Camus was of the mind that pursuing knowledge is an attempt at unity. That knowledge is, in part at least, where disparate fragments are brought together in a state of harmony, knowledge as an organized and stable state. Abdelfattah Kilito, yet another North African, has, curiously, the exact opposite idea. According to him, to know is to shatter, to pull apart; a state of knowledge is an exposure of a diverse cosmology that claims to unite a whole. One of the themes that Kilito may be thinking about here, which is a discrete but abiding motif across his work, is the tension between freedom and obligation; the liberal facilities of the mind against the weight of history; our opinions and beliefs versus our liberty and imagination; the artist as inventor and inheritor. Perhaps knowing is not about authority, and not an act of containment.

One of the most frequent responses, in Britain at least, when people are asked what they make of Israel’s current bombardment of Gaza is to say that they don’t know enough about it. This is curious for several reasons, not least of all because Britain was a key architect behind the foundation of Israel. The Israeli–Palestinian conflict has been prominent in the news for the past seventy-five years. Many books have been written about it. Countless debates have been had. Many films and radio programs produced, too. But it also makes one wonder what it is that people believe they have possessed by not knowing enough about something. What facility or freedom does not knowing enough provide? And what would enough knowledge resemble? How much knowing is enough? How much does one need to know so as to know what to think? And what fear might not knowing enough signify? What would knowing enough about Israel and Palestine do? And what does not knowing enough about it allow?

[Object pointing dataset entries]
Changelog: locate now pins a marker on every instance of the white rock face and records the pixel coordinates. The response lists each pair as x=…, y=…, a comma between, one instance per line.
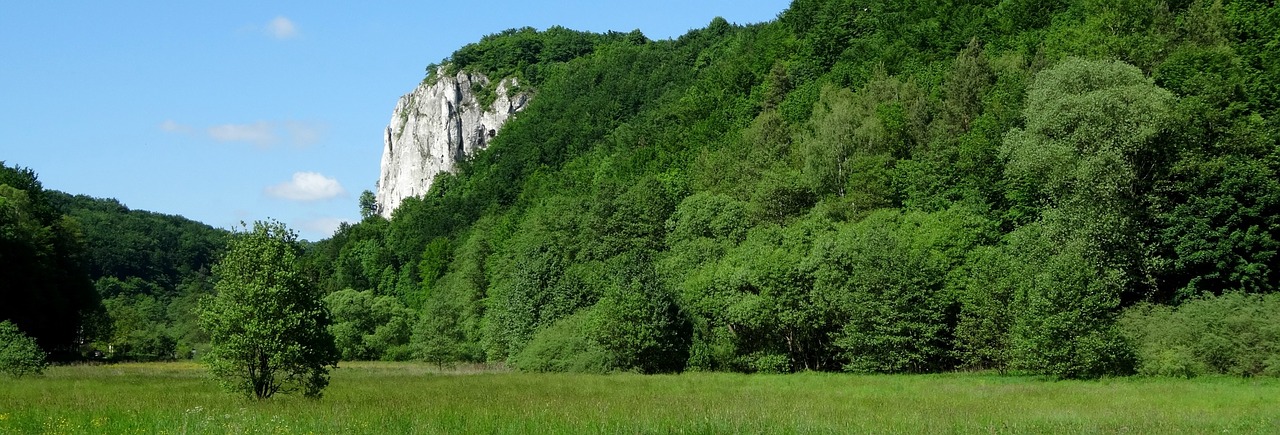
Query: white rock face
x=433, y=128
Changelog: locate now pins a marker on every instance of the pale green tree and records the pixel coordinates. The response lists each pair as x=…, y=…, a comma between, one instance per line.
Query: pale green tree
x=268, y=329
x=19, y=356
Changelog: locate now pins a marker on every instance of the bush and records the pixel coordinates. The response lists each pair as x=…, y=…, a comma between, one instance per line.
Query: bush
x=1235, y=334
x=19, y=356
x=565, y=347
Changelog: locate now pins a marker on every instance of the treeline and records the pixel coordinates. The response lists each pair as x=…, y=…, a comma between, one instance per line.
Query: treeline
x=1054, y=187
x=1075, y=188
x=91, y=279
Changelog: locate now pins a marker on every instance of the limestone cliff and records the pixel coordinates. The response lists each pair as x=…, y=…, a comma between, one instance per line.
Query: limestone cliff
x=434, y=127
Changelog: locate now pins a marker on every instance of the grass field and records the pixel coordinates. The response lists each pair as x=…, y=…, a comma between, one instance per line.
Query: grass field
x=406, y=398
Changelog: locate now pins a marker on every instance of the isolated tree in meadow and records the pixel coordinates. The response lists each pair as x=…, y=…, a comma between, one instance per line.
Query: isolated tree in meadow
x=19, y=355
x=268, y=329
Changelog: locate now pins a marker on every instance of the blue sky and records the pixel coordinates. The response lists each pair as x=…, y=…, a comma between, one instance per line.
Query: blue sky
x=241, y=110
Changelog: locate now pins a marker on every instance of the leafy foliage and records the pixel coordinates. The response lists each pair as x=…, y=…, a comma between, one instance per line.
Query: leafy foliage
x=266, y=326
x=19, y=355
x=867, y=186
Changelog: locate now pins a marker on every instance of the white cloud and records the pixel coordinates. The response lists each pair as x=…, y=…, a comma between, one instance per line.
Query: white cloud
x=325, y=227
x=305, y=133
x=173, y=127
x=282, y=28
x=260, y=133
x=307, y=187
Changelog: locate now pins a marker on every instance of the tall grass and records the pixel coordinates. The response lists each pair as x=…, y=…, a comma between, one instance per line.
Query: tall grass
x=407, y=398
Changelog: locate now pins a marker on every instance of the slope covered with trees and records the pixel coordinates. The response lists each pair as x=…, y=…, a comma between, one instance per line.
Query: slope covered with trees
x=88, y=276
x=865, y=186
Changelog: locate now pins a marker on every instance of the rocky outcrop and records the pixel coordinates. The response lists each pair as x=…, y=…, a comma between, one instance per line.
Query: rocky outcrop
x=437, y=126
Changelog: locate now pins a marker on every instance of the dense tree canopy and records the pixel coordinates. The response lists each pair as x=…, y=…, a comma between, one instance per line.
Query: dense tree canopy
x=268, y=329
x=867, y=186
x=1056, y=187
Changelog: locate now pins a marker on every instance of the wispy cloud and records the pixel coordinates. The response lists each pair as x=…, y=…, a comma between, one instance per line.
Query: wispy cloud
x=305, y=133
x=263, y=133
x=260, y=133
x=173, y=127
x=282, y=28
x=307, y=187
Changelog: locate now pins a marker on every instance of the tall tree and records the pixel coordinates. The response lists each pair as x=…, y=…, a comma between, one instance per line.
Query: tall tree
x=266, y=325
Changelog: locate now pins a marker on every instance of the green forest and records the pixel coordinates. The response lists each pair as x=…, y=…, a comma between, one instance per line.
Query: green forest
x=1074, y=188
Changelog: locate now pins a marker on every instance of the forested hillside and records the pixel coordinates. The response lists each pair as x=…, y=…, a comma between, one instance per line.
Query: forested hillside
x=1075, y=188
x=868, y=186
x=90, y=278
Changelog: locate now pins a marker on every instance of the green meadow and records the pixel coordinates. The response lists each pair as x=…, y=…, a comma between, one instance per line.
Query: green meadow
x=412, y=398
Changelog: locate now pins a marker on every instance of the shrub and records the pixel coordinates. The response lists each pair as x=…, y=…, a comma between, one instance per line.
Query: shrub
x=1235, y=334
x=19, y=356
x=565, y=347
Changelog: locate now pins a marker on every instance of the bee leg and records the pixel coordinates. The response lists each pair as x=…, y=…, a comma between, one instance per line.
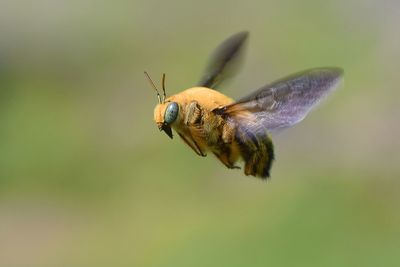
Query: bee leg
x=224, y=157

**Your tasks:**
1) Reproduce the passage on knowing from "Camus was of" up to and including "act of containment.", substituting "accord" for "harmony".
2) Continue the passage on knowing past its final sentence.
The entries are not required for any of the work here.

**Responses in order:**
1)
Camus was of the mind that pursuing knowledge is an attempt at unity. That knowledge is, in part at least, where disparate fragments are brought together in a state of accord, knowledge as an organized and stable state. Abdelfattah Kilito, yet another North African, has, curiously, the exact opposite idea. According to him, to know is to shatter, to pull apart; a state of knowledge is an exposure of a diverse cosmology that claims to unite a whole. One of the themes that Kilito may be thinking about here, which is a discrete but abiding motif across his work, is the tension between freedom and obligation; the liberal facilities of the mind against the weight of history; our opinions and beliefs versus our liberty and imagination; the artist as inventor and inheritor. Perhaps knowing is not about authority, and not an act of containment.

2)
One spring day in Paris many years ago, my wife, Diana, a most penetrating photographer, capable of seeing like no one else, decided, as an experiment, to walk across the city blindfolded. Arm in arm, I guided her through the streets and parks and across bridges. Everything she heard and smelled and felt on her skin became acute. And I remember the strange and uncanny sense I had of her inner life, her consciousness in the dark beside me, and the weight of responsibility I assumed so naturally for the welfare of her body, moving amid people and traffic and trees, always knowing enough and always not knowing enough.